PROVIDED RECORDS ▸
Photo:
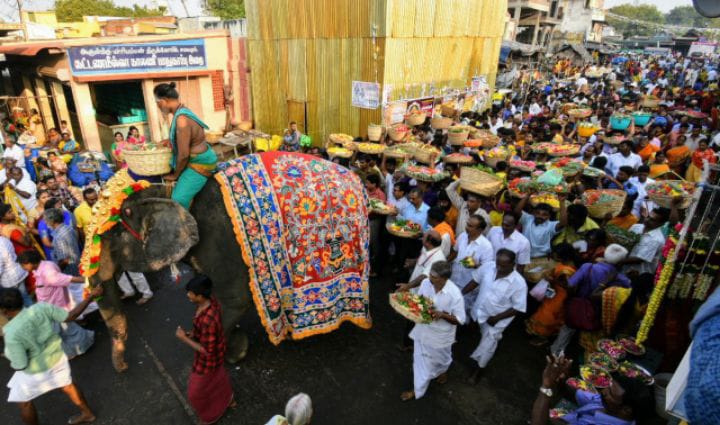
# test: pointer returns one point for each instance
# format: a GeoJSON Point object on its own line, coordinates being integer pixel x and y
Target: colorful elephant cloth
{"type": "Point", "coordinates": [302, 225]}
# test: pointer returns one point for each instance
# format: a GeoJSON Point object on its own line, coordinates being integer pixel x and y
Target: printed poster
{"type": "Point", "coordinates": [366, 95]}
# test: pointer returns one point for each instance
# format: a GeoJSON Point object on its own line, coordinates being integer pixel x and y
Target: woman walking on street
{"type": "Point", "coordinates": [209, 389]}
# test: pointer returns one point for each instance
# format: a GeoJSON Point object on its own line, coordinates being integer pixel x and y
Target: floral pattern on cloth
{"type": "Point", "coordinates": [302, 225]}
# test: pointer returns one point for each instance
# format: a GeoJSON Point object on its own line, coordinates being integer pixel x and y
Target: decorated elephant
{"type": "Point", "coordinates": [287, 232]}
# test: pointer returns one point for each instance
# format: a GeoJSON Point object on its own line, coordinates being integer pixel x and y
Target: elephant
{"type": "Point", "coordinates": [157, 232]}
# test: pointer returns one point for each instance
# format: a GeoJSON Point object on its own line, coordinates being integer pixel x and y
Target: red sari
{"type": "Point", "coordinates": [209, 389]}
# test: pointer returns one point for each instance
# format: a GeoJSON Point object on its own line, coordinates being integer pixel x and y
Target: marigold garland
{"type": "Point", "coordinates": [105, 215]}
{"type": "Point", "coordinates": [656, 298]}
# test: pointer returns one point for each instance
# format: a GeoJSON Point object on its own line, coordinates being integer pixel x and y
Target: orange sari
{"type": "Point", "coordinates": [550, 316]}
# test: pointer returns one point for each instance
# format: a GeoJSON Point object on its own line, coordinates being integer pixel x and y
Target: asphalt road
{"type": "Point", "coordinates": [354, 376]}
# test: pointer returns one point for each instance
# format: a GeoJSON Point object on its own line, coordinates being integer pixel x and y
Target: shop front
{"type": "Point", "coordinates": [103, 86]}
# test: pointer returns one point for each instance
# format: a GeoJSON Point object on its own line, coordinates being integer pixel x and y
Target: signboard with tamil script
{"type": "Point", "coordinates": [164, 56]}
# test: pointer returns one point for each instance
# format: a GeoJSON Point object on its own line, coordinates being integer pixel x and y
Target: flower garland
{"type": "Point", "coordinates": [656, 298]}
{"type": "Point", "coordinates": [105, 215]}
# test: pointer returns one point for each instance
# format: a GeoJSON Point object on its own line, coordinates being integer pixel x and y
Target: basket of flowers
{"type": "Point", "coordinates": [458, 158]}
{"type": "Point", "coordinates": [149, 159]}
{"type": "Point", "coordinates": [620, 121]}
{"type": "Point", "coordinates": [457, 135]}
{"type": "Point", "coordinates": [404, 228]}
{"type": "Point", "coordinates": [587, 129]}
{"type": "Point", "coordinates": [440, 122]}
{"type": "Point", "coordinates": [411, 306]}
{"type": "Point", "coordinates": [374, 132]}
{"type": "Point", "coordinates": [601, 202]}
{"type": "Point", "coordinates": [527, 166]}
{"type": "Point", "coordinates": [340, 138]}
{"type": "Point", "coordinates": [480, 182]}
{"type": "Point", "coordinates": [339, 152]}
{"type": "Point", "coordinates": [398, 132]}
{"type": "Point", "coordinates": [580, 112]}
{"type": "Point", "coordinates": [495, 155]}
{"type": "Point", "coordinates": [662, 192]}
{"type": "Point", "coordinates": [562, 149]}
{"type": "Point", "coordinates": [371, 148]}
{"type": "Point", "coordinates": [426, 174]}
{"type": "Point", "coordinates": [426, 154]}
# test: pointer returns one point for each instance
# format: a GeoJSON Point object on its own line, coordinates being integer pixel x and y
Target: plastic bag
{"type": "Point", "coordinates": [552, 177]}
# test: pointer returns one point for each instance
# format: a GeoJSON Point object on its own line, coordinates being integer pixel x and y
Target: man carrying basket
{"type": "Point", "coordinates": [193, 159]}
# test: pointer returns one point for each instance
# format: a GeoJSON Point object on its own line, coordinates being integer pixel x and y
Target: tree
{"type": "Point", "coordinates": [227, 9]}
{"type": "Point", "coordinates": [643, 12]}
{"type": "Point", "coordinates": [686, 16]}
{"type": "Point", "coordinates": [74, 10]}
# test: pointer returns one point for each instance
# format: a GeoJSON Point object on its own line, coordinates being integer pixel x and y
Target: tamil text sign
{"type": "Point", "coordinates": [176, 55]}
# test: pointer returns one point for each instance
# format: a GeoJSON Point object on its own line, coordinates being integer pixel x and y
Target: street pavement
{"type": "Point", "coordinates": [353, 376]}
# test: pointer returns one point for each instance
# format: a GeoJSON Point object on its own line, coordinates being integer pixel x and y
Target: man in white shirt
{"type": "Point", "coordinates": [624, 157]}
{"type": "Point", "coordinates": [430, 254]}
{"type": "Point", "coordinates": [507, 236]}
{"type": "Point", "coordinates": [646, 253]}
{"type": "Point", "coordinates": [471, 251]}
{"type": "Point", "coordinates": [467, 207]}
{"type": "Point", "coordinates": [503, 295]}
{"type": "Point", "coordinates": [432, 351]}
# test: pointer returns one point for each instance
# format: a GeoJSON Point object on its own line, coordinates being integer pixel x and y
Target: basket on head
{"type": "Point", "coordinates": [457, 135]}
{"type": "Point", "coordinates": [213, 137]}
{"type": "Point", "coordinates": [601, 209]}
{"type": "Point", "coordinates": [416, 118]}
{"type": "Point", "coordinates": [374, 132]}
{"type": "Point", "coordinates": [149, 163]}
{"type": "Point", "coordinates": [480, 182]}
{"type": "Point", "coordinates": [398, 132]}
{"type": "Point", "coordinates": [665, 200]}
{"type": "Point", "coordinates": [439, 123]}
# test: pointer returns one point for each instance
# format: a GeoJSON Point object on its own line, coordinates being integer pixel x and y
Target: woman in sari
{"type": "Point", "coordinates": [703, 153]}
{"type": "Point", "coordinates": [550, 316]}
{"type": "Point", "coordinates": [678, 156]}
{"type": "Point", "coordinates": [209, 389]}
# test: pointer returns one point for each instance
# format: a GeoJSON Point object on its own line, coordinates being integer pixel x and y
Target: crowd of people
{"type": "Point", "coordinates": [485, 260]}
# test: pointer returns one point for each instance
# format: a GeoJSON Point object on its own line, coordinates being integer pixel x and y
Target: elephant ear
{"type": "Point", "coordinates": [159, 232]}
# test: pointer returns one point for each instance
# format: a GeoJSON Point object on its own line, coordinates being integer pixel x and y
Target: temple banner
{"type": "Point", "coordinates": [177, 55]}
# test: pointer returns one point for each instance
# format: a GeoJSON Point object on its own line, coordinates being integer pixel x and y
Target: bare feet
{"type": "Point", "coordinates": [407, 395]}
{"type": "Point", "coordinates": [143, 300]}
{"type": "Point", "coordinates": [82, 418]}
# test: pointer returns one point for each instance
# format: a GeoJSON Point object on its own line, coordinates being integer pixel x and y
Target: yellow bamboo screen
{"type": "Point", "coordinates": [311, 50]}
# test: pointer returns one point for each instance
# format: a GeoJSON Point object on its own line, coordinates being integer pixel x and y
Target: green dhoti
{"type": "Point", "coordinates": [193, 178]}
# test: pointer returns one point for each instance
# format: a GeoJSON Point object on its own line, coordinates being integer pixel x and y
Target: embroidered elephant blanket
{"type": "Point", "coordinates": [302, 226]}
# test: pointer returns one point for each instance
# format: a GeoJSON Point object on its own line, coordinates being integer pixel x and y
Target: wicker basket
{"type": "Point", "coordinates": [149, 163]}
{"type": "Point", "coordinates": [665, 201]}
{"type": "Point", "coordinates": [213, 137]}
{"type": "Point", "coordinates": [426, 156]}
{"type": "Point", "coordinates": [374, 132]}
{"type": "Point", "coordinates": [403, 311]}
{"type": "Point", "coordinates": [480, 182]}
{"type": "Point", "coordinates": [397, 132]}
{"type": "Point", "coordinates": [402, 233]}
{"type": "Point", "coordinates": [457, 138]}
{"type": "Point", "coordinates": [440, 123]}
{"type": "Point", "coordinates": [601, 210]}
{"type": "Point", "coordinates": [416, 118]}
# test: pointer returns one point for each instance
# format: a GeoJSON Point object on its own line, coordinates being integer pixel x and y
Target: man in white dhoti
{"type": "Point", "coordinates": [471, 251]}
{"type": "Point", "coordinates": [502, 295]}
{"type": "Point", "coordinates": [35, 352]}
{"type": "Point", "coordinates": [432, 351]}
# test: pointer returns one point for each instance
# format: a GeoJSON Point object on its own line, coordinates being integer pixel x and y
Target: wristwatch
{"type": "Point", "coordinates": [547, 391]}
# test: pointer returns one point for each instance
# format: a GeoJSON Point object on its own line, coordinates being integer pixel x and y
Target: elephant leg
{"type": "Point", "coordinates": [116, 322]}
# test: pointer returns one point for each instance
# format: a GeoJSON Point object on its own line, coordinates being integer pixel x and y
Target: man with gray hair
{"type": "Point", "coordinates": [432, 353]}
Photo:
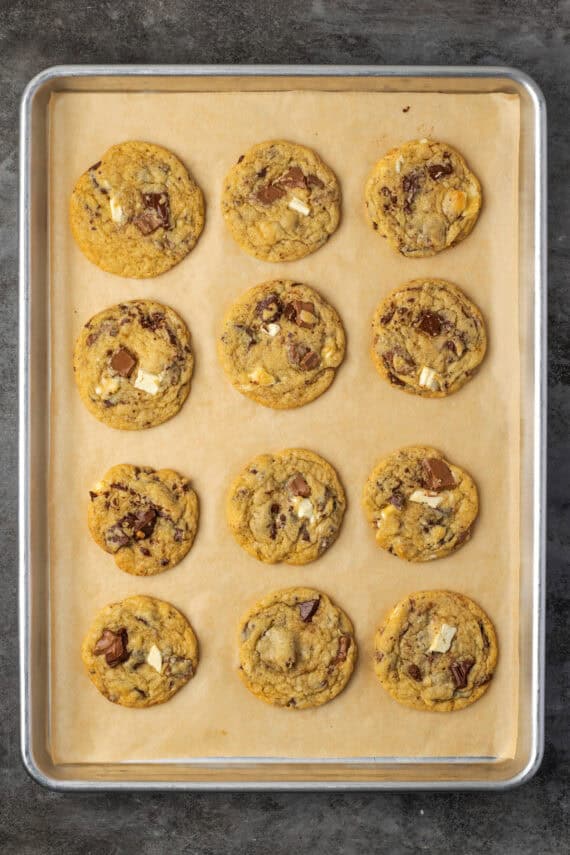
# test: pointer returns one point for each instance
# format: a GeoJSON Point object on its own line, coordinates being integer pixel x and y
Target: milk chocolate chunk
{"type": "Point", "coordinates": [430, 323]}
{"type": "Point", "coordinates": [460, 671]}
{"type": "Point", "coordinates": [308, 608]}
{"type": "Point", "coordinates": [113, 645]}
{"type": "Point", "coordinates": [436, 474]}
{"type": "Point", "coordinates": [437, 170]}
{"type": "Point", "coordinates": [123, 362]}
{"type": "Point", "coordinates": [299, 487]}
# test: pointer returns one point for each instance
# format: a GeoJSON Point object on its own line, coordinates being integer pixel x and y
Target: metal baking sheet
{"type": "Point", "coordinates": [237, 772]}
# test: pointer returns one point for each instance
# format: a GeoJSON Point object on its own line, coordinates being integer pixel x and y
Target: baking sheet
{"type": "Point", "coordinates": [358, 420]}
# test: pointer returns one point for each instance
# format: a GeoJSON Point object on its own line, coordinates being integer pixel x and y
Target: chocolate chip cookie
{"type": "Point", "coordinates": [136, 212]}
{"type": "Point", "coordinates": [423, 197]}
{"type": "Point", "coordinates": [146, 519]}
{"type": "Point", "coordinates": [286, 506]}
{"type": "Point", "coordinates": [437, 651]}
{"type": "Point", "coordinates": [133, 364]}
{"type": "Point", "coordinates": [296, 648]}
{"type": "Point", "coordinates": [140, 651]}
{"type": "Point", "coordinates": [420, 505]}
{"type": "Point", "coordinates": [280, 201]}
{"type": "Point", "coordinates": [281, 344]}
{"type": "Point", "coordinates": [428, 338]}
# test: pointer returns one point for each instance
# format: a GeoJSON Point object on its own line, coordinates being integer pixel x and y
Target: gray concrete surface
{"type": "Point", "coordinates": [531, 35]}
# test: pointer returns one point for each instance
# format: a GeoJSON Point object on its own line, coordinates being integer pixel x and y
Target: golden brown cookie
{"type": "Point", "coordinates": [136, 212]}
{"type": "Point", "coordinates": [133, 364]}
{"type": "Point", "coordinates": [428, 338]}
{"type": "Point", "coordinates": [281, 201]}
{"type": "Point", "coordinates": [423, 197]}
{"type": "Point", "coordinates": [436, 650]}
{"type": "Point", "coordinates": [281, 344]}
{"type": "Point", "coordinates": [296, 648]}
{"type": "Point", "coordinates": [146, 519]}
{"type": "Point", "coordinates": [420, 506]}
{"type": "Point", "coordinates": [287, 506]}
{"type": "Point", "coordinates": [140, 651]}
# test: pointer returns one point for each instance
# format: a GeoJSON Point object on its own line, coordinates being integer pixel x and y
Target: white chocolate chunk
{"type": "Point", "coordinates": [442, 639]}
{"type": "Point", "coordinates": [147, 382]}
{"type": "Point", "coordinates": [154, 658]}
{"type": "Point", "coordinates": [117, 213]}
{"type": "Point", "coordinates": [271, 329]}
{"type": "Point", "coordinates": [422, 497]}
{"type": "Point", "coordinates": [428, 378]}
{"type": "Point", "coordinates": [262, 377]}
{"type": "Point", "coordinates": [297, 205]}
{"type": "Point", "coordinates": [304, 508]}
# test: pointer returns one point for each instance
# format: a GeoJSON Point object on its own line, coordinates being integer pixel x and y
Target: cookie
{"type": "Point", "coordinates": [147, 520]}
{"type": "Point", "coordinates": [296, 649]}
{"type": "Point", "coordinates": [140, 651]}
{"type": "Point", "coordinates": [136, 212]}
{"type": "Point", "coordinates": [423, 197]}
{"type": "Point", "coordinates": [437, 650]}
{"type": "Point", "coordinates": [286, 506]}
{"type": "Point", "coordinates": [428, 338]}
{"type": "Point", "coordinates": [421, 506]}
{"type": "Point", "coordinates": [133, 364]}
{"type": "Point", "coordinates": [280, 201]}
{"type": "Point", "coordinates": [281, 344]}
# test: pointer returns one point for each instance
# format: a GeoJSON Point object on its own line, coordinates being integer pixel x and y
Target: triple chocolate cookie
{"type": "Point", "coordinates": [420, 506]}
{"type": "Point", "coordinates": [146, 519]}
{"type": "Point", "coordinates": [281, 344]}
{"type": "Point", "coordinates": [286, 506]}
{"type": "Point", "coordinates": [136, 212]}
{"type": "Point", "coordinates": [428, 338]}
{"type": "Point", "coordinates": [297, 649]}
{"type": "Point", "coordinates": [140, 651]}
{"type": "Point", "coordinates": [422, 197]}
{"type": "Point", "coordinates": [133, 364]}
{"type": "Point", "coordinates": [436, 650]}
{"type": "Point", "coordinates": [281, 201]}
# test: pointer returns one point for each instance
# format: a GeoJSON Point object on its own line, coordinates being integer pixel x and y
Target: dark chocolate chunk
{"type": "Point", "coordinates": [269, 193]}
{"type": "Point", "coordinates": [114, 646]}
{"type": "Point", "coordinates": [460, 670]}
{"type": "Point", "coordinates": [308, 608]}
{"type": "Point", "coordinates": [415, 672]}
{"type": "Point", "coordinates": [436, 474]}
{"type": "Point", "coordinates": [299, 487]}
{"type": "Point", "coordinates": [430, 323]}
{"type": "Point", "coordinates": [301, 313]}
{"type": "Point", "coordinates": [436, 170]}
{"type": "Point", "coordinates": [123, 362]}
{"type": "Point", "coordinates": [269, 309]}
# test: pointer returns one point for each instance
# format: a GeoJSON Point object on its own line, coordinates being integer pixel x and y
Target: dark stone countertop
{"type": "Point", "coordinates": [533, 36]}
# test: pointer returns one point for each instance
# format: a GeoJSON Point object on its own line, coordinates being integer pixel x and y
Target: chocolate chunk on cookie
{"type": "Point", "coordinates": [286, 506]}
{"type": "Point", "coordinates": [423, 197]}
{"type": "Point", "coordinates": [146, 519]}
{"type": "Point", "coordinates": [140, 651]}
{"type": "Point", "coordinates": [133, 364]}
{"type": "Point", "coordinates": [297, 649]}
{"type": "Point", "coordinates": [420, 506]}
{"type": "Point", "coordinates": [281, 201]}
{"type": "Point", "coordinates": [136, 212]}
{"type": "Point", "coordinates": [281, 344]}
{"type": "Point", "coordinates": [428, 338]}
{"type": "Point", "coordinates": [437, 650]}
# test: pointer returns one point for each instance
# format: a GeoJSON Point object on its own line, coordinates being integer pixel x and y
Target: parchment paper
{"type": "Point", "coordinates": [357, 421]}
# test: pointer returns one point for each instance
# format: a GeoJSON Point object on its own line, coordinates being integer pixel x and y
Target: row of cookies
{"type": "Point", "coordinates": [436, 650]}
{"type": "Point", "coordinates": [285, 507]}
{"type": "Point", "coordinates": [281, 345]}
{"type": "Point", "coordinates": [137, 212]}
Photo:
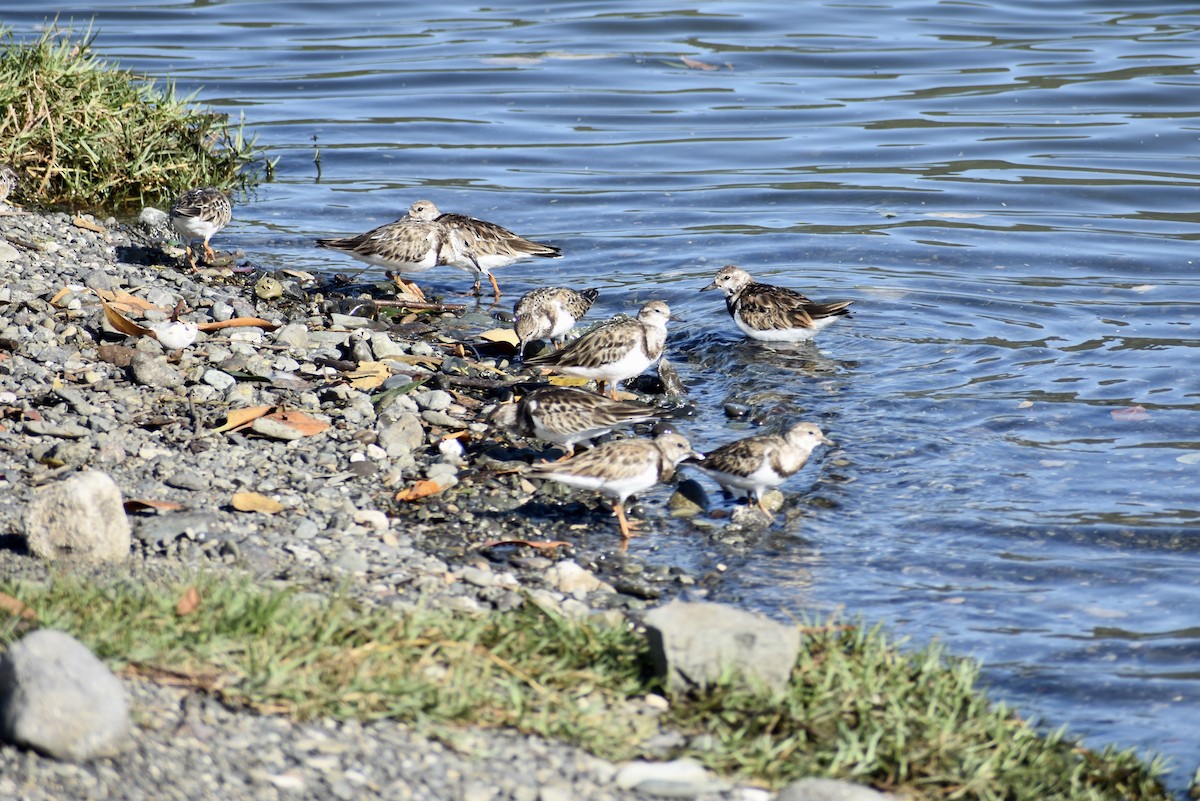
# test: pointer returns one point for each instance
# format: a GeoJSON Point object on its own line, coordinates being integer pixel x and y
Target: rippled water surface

DIRECTIONS ▸
Locate every line in the material above that contains the string "sheet", and copy each of those lines in full.

COMPLETED EXERCISE ▸
Target: metal baking sheet
Target: baking sheet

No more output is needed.